- [SOURCE TEXT]:
On Wed, Jan 30, 2019 at 2:37 PM Chamikara Jayalath <chamik...@google.com>
wrote:

>
>
> On Wed, Jan 30, 2019 at 2:33 PM Ismaël Mejía <ieme...@gmail.com> wrote:
>
>> Ups slight typo, in the first line of the previous email I meant read
>> instead of readAll
>>
>> On Wed, Jan 30, 2019 at 11:32 PM Ismaël Mejía <ieme...@gmail.com> wrote:
>> >
>> > Reuven is right for the example, readAll at this moment may be faster
>> > and also supports Dynamic Work Rebalancing (DWR), but the performance
>> > of the other approach may (and must) be improved to be equal, once the
>> > internal implementation of TextIO.read moves to a SDF version instead
>> > of the FileBasedSource one, and once that runners support DWR through
>> > SDF. Of course all of this is future work. Probably Eugene can
>> > eventually chime in to give more details in practical performance in
>> > his tests in Dataflow.
>> >
>> > Really interesting topic, but I want to bring back the discussion to
>> > the subject of the thread. I think there is some confusion after
>> > Jeff's example which should have been:
>> >
>> >       return input
>> >           .apply(TextIO.readAll());
>> >
>> > to:
>> >
>> >       return input
>> >           .apply(FileIO.match().filepattern(fileSpec))
>> >           .apply(FileIO.readMatches())
>> >           .apply(TextIO.readFiles());
>> >
>> > This is the question we are addressing, do we need a readAll transform
>> > that replaces the 3 steps or no?
>>
>
> Ismaël, I'm not quite sure how these two are equal. readFiles() transform
> returns a PCollection of ReadableFile objects. Users are expected to read
> these files in a subsequent ParDo and produce a PCollection of proper type.
> FooIO.ReadAll() transforms on the other hand are tailored to each IO
> connector and return a PCollection of objects of type that are supported to
> be returned by that IO connector.
>

I assume you meant FileIO.readFiles()  here. Or did you mean
TextIO.readFiles() ? If so that seems very similar to TextIO.readAll().

>
>
>
>> >
>> > On Wed, Jan 30, 2019 at 9:03 PM Robert Bradshaw <rober...@google.com>
>> wrote:
>> > >
>> > > Yes, this is precisely the goal of SDF.
>> > >
>> > >
>> > > On Wed, Jan 30, 2019 at 8:41 PM Kenneth Knowles <k...@google.com>
>> wrote:
>> > > >
>> > > > So is the latter is intended for splittable DoFn but not yet using
>> it? The promise of SDF is precisely this composability, isn't it?
>> > > >
>> > > > Kenn
>> > > >
>> > > > On Wed, Jan 30, 2019 at 10:16 AM Jeff Klukas <jklu...@mozilla.com>
>> wrote:
>> > > >>
>> > > >> Reuven - Is TextIO.read().from() a more complex case than the
>> topic Ismaël is bringing up in this thread? I'm surprised to hear that the
>> two examples have different performance characteristics.
>> > > >>
>> > > >> Reading through the implementation, I guess the fundamental
>> difference is whether a given configuration expands to TextIO.ReadAll or to
>> io.Read. AFAICT, that detail and the subsequent performance impact is not
>> documented.

- [ENTRIES PROVIDED]:
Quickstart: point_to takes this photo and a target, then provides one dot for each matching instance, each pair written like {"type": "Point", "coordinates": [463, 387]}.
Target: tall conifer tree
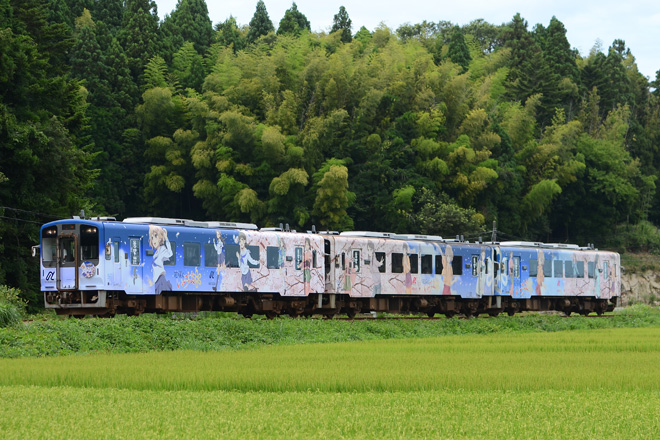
{"type": "Point", "coordinates": [341, 21]}
{"type": "Point", "coordinates": [260, 24]}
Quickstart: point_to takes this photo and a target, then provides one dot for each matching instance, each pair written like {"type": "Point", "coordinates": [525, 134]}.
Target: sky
{"type": "Point", "coordinates": [587, 22]}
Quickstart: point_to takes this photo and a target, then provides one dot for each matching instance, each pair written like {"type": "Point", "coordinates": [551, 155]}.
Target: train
{"type": "Point", "coordinates": [104, 267]}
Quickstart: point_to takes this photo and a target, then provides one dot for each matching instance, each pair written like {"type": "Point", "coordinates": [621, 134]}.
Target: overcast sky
{"type": "Point", "coordinates": [637, 22]}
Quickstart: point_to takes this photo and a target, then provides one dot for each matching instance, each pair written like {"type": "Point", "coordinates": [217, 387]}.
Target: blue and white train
{"type": "Point", "coordinates": [103, 267]}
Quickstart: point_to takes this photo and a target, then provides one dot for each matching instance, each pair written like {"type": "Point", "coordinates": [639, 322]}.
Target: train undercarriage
{"type": "Point", "coordinates": [110, 303]}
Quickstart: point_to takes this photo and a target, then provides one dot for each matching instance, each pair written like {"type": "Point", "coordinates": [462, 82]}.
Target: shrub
{"type": "Point", "coordinates": [9, 315]}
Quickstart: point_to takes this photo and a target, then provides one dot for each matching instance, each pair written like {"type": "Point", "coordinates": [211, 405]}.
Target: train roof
{"type": "Point", "coordinates": [537, 244]}
{"type": "Point", "coordinates": [189, 223]}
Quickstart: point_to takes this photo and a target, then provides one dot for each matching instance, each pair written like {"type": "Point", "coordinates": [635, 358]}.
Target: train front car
{"type": "Point", "coordinates": [71, 273]}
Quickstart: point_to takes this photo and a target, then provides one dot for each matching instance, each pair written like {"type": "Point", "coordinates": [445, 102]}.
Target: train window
{"type": "Point", "coordinates": [49, 252]}
{"type": "Point", "coordinates": [254, 253]}
{"type": "Point", "coordinates": [89, 243]}
{"type": "Point", "coordinates": [273, 257]}
{"type": "Point", "coordinates": [380, 261]}
{"type": "Point", "coordinates": [210, 255]}
{"type": "Point", "coordinates": [397, 262]}
{"type": "Point", "coordinates": [135, 251]}
{"type": "Point", "coordinates": [414, 263]}
{"type": "Point", "coordinates": [438, 264]}
{"type": "Point", "coordinates": [559, 268]}
{"type": "Point", "coordinates": [231, 255]}
{"type": "Point", "coordinates": [427, 264]}
{"type": "Point", "coordinates": [457, 265]}
{"type": "Point", "coordinates": [568, 269]}
{"type": "Point", "coordinates": [516, 267]}
{"type": "Point", "coordinates": [172, 260]}
{"type": "Point", "coordinates": [547, 268]}
{"type": "Point", "coordinates": [192, 254]}
{"type": "Point", "coordinates": [356, 260]}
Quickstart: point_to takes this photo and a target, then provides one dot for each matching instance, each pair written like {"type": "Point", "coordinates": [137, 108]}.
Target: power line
{"type": "Point", "coordinates": [20, 220]}
{"type": "Point", "coordinates": [40, 214]}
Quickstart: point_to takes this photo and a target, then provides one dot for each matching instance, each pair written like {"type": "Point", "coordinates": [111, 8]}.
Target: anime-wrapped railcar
{"type": "Point", "coordinates": [103, 267]}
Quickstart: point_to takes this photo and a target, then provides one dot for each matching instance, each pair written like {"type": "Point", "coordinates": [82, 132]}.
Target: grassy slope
{"type": "Point", "coordinates": [151, 333]}
{"type": "Point", "coordinates": [578, 384]}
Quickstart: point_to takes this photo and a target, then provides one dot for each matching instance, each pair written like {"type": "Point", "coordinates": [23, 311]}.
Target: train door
{"type": "Point", "coordinates": [329, 268]}
{"type": "Point", "coordinates": [116, 261]}
{"type": "Point", "coordinates": [355, 272]}
{"type": "Point", "coordinates": [135, 264]}
{"type": "Point", "coordinates": [67, 262]}
{"type": "Point", "coordinates": [478, 266]}
{"type": "Point", "coordinates": [514, 274]}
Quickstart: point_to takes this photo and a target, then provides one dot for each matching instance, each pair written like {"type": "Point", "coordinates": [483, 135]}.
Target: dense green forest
{"type": "Point", "coordinates": [428, 128]}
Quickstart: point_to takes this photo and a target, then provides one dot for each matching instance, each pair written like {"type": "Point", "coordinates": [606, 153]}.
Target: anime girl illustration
{"type": "Point", "coordinates": [510, 271]}
{"type": "Point", "coordinates": [307, 266]}
{"type": "Point", "coordinates": [375, 269]}
{"type": "Point", "coordinates": [348, 278]}
{"type": "Point", "coordinates": [158, 240]}
{"type": "Point", "coordinates": [219, 245]}
{"type": "Point", "coordinates": [540, 276]}
{"type": "Point", "coordinates": [244, 260]}
{"type": "Point", "coordinates": [406, 268]}
{"type": "Point", "coordinates": [480, 273]}
{"type": "Point", "coordinates": [447, 269]}
{"type": "Point", "coordinates": [597, 278]}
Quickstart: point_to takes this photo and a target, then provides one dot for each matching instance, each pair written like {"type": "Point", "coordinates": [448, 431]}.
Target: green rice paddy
{"type": "Point", "coordinates": [602, 383]}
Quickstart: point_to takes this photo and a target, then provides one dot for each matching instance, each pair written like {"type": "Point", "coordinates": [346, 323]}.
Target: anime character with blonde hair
{"type": "Point", "coordinates": [406, 268]}
{"type": "Point", "coordinates": [244, 260]}
{"type": "Point", "coordinates": [163, 251]}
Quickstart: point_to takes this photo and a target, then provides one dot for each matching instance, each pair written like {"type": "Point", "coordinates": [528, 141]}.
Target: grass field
{"type": "Point", "coordinates": [578, 384]}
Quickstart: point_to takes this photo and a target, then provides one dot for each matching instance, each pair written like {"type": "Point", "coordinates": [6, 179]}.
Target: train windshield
{"type": "Point", "coordinates": [89, 243]}
{"type": "Point", "coordinates": [67, 251]}
{"type": "Point", "coordinates": [49, 246]}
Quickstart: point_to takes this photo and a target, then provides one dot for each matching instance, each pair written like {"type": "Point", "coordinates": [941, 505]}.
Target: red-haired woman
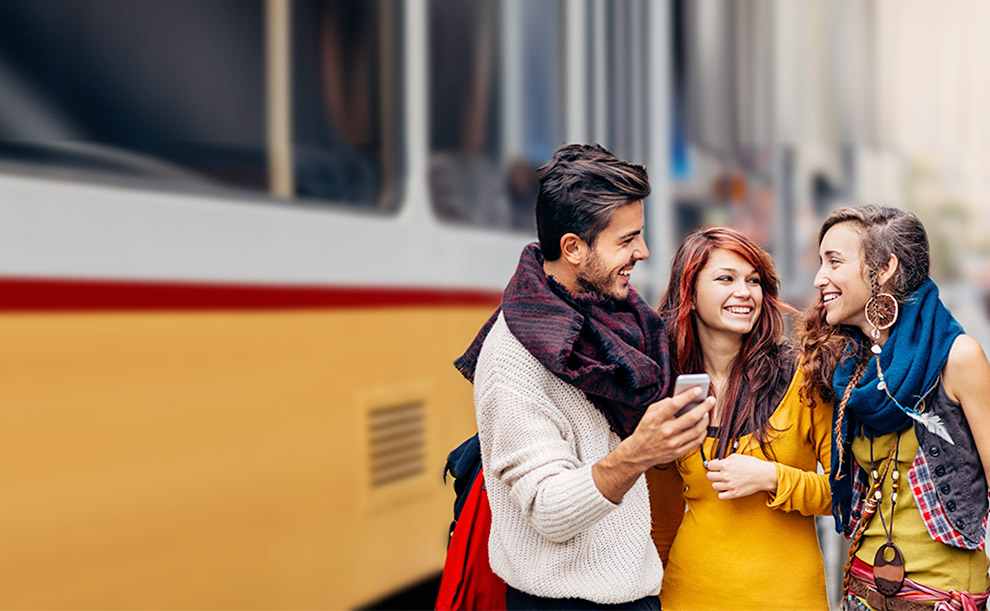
{"type": "Point", "coordinates": [748, 537]}
{"type": "Point", "coordinates": [911, 439]}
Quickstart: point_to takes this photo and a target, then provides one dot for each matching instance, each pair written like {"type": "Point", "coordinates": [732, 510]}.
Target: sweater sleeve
{"type": "Point", "coordinates": [666, 506]}
{"type": "Point", "coordinates": [530, 454]}
{"type": "Point", "coordinates": [807, 492]}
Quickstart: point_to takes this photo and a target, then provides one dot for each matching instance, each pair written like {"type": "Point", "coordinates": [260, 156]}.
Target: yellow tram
{"type": "Point", "coordinates": [241, 243]}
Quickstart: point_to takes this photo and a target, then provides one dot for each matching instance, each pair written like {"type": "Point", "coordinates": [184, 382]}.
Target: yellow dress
{"type": "Point", "coordinates": [757, 552]}
{"type": "Point", "coordinates": [926, 561]}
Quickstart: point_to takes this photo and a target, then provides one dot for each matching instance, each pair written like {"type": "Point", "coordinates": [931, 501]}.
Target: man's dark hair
{"type": "Point", "coordinates": [580, 188]}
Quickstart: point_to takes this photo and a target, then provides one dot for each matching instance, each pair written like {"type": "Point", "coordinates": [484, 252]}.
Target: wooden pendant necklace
{"type": "Point", "coordinates": [888, 574]}
{"type": "Point", "coordinates": [704, 459]}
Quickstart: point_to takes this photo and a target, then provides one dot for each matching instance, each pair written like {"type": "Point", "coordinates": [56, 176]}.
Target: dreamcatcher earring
{"type": "Point", "coordinates": [881, 312]}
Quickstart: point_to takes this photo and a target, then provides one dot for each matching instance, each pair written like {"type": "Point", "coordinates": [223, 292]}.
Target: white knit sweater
{"type": "Point", "coordinates": [553, 533]}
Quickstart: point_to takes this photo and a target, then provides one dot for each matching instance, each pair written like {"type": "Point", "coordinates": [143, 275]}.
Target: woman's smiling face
{"type": "Point", "coordinates": [841, 278]}
{"type": "Point", "coordinates": [728, 294]}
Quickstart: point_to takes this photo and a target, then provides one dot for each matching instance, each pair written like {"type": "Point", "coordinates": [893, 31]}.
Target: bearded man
{"type": "Point", "coordinates": [569, 378]}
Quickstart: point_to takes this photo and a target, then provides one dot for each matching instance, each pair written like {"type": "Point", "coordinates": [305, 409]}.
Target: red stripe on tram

- [EXERCISE TASK]:
Carry the readAll mailing-list thread forward from its last line.

- [SOLVED PROBLEM]:
>> > > >>
>> > > >> If the above is correct, perhaps it's an argument for IOs to
>> provide higher-level methods in cases where they can optimize performance
>> compared to what a user might naively put together.
>> > > >>
>> > > >> On Wed, Jan 30, 2019 at 12:35 PM Reuven Lax <re...@google.com>
>> wrote:
>> > > >>>
>> > > >>> Jeff, what you did here is not simply a refactoring. These two
>> are quite different, and will likely have different performance
>> characteristics.
>> > > >>>
>> > > >>> The first evaluates the wildcard, and allows the runner to pick
>> appropriate bundling. Bundles might contain multiple files (if they are
>> small), and the runner can split the files as appropriate. In the case of
>> the Dataflow runner, these bundles can be further split dynamically.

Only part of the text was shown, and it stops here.